(What is needed): Copy each line of the data below exactly, leaving out pictures.

(Source records):
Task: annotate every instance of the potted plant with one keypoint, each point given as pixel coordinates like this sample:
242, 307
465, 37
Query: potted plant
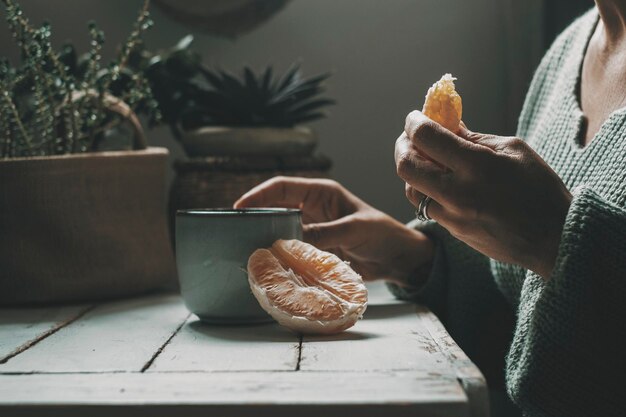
237, 131
214, 113
82, 197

(Expected answer):
Task: annotate every instance of the potted plant with one keypoint, each point given as pixel coordinates like this sample:
242, 307
465, 37
Query: potted plant
237, 131
214, 113
82, 197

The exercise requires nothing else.